• **Passage shown**:
Start

The London Prodigall, 1605, and A Yorkshire Tragedie, 1608, both having Shakespeare's name on the title-page; The Lamentable Tragedie of Locrine, newly set foorth, overseene and corrected, By W. S., 1595; The True Chronicle Historie of Thomas Lord Cromwell, by W. S., 1602; The Puritaine, or The Widdow of Watling-streete, by W. S., 1607; were all (together with Sir John Oldcastle) reprinted in the third folio of Shakespeare's dramatic works, 1663 (and 1664), though from internal evidence it is clear that he did not contribute a single line to any of them.-With respect to The Two Noble Kinsmen, written by the memorable worthies of their time, Mr. John Fletcher and Mr. William Shakspeare, Gent., 1634, I think that the case is very different see Some Account of the Lives and Writings of Beaumont and Fletcher, p. lxxx., where I have given my reasons for believing that portions of this play are by Shakespeare,-an opinion to which I still adhere, in spite of all the arguments to the contrary put forth by various critics since the publication of that Account. [1863. In an invaluable work, published since the first edition of this Memoir appeared, Walker, quoting The Two Noble Kinsmen, says, "Surely aut Shakespearius aut diabolus." A Crit. Exam. of the Text of Shakespeare, &c. vol. ii. p. 75.]-The Birth of Merlin, written by William Shakespear and William Rowley, 1662, is a drama almost below contempt.

End

In the passage on plays attributed to Shakespeare, which two writers does the 1662 title of The Birth of Merlin name as its authors?

• **Information shown**:
Start

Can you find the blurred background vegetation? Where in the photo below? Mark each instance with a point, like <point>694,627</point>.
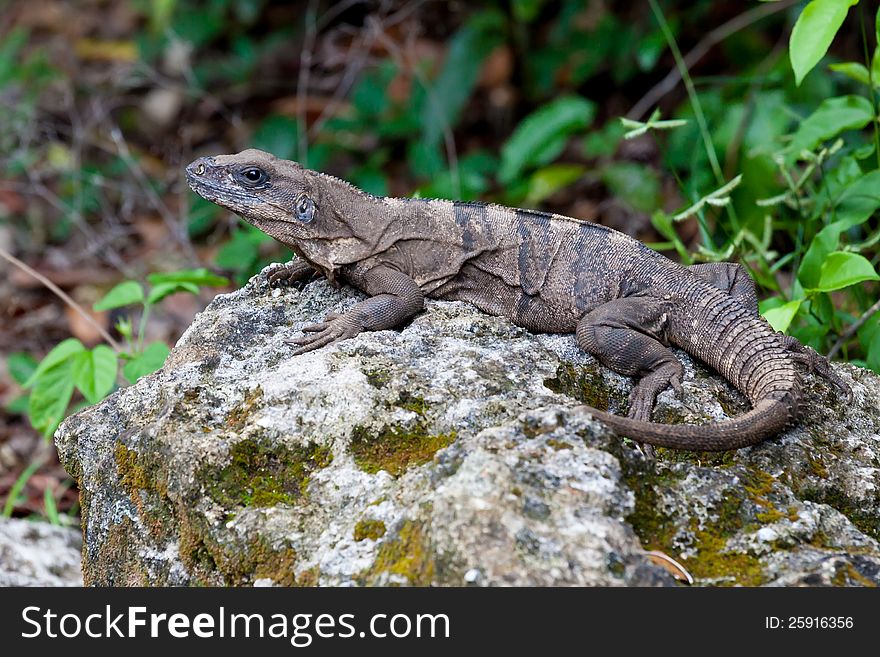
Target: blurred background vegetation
<point>739,142</point>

End

• **Result of the exercise**: William Shakespear and William Rowley.